From the first line to the last, return the data exactly as it stands.

[Saved entries]
▼

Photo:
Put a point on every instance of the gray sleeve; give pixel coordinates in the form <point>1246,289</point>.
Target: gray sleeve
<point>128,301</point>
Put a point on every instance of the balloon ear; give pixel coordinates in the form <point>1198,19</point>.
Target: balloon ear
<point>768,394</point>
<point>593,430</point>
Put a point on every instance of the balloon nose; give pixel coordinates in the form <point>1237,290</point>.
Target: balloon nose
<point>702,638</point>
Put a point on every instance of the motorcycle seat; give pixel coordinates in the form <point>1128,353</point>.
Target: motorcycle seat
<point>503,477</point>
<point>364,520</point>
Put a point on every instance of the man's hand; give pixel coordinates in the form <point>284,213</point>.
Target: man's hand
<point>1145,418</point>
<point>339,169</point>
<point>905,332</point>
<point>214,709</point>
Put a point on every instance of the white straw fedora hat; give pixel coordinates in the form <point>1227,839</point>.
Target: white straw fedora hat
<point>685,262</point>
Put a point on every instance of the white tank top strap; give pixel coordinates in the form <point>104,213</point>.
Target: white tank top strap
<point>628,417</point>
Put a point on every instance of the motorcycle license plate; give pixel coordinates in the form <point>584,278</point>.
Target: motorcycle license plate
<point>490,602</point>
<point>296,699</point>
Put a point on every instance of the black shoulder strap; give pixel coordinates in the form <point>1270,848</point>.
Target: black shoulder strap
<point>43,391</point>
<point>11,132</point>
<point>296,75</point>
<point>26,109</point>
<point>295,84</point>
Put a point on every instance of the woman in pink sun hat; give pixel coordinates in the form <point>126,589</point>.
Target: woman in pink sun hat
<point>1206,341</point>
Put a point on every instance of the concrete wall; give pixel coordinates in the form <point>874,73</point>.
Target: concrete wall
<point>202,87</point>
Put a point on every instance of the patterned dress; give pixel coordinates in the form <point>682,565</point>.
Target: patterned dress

▲

WRITTEN SOLUTION:
Photo:
Put a point on every instance of the gray sleeve; give pixel coordinates in the form <point>1246,289</point>.
Target: gray sleeve
<point>128,301</point>
Put a point on every instance of the balloon ear; give pixel coordinates in the form <point>1198,19</point>.
Target: balloon ear
<point>768,394</point>
<point>593,430</point>
Put a point on every instance of the balloon nose; give pixel coordinates in the form <point>1237,290</point>.
Target: balloon nose
<point>702,638</point>
Put a point on every instance of the motorcycle seat; give pixel coordinates in the form <point>1128,353</point>.
Target: motorcycle seat
<point>503,477</point>
<point>364,520</point>
Put a point on every instance of the man's hand; give pixel coordinates in the form <point>284,213</point>.
Target: man's hand
<point>1145,418</point>
<point>339,169</point>
<point>905,332</point>
<point>214,709</point>
Put a point on every instance of the white straw fedora hat; give pixel coordinates in the form <point>1227,839</point>.
Target: white straw fedora hat
<point>685,262</point>
Put a point on every instance of the white tank top strap; give pixel coordinates in the form <point>104,213</point>.
Target: white tank top strap
<point>628,417</point>
Put a point on every instance of the motorcycle license plate; give pixel coordinates in the form <point>584,278</point>.
Target: motorcycle license plate
<point>490,602</point>
<point>296,699</point>
Put a point on every instance of the black shoulder strap; give pixel coordinates in the form <point>1270,848</point>.
Target: black shoulder strap
<point>43,391</point>
<point>11,132</point>
<point>296,75</point>
<point>26,109</point>
<point>295,84</point>
Put a point on every instance of the woman in pink sun hat; give pixel coordinates in the form <point>126,589</point>.
Target: woman in pink sun hat
<point>1206,341</point>
Put a point on every instance of the concrete wall; give pixel coordinates in the form <point>874,73</point>.
Target: concrete wall
<point>202,87</point>
Put a point on every instance of the patterned dress; give pixel coordinates in the form <point>682,565</point>.
Target: patterned dress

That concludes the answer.